- What to produce
Report every line of the material below that contains the string "rear", copying each such line in full. Case counts, so match the letters exactly.
####
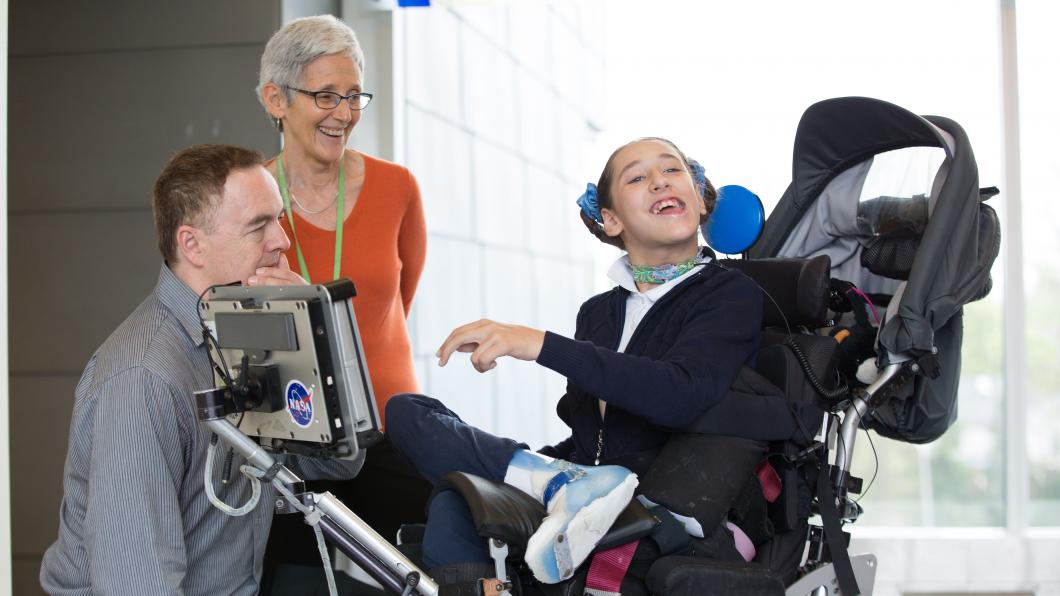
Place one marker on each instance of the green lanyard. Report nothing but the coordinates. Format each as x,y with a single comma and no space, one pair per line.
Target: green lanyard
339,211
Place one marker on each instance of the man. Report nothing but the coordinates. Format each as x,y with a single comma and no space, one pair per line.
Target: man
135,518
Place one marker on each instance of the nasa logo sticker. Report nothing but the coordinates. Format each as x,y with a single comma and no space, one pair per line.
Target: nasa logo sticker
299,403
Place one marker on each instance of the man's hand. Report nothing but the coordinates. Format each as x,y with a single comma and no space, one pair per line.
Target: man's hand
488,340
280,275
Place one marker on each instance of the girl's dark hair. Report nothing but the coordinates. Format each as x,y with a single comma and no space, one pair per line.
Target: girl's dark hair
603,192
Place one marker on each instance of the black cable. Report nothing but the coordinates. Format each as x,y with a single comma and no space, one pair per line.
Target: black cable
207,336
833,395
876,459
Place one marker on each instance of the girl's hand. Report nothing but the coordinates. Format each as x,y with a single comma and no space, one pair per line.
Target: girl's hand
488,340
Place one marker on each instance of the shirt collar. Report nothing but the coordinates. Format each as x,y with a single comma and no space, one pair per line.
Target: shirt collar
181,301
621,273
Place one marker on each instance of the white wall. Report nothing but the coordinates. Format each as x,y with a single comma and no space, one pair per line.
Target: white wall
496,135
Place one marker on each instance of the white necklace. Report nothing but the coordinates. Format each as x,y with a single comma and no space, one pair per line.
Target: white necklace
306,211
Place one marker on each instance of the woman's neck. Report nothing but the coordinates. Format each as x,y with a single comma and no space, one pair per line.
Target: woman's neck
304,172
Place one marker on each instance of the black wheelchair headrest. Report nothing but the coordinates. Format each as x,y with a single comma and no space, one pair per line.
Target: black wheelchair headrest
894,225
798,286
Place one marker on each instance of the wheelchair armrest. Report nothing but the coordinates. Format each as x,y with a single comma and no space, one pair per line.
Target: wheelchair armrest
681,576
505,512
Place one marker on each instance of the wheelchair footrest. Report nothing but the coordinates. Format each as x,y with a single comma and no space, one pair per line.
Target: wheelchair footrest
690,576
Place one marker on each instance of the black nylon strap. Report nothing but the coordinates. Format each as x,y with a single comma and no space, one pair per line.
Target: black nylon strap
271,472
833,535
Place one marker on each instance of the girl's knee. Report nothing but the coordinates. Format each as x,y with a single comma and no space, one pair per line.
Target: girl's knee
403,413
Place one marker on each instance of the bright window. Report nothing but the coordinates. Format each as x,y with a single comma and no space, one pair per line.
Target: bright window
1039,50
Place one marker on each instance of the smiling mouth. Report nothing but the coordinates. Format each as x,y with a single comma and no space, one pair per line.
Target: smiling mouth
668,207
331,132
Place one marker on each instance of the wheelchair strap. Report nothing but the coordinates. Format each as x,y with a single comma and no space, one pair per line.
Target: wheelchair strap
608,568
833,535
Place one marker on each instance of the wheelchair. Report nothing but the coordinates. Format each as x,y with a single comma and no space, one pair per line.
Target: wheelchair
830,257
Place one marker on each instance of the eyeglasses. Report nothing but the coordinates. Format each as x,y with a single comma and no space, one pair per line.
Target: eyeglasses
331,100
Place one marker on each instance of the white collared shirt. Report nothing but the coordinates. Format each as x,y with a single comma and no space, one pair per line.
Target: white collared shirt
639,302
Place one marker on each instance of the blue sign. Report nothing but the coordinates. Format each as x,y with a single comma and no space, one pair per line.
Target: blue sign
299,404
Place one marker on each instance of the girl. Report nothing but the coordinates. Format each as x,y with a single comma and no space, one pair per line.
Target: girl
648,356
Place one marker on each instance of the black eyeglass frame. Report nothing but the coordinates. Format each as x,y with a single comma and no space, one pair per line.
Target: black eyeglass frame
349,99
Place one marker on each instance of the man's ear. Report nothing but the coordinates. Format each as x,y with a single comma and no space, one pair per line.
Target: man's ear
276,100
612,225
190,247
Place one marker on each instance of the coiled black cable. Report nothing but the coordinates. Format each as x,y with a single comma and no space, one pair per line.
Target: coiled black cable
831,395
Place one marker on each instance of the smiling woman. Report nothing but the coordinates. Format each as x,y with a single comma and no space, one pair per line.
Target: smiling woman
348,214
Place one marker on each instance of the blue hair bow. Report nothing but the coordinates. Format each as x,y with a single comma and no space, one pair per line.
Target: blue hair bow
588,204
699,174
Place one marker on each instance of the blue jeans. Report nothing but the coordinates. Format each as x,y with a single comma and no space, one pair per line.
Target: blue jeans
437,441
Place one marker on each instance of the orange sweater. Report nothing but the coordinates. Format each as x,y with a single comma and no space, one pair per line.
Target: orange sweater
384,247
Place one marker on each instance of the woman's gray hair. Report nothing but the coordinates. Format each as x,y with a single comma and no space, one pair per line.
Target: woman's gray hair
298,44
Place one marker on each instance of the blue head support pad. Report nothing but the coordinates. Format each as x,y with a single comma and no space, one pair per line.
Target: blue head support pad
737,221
####
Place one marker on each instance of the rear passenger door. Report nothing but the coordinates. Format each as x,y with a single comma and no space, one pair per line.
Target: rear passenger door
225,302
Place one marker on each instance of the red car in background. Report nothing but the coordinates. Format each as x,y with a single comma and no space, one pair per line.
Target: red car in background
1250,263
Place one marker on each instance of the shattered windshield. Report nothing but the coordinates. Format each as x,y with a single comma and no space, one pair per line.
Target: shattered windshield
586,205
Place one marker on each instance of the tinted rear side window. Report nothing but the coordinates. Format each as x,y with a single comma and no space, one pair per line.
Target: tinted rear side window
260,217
####
- Result for this exercise
Place one marker on each instance of the rear passenger door. Report nothing but the coordinates. Format each as x,y with a single comma and no space, one pair per line.
Target: rear passenger door
Place one marker on each instance of the tinted rear side window. Report nothing but the coordinates. Format each as x,y with a single comma and no space, one pair per line.
Target: tinted rear side window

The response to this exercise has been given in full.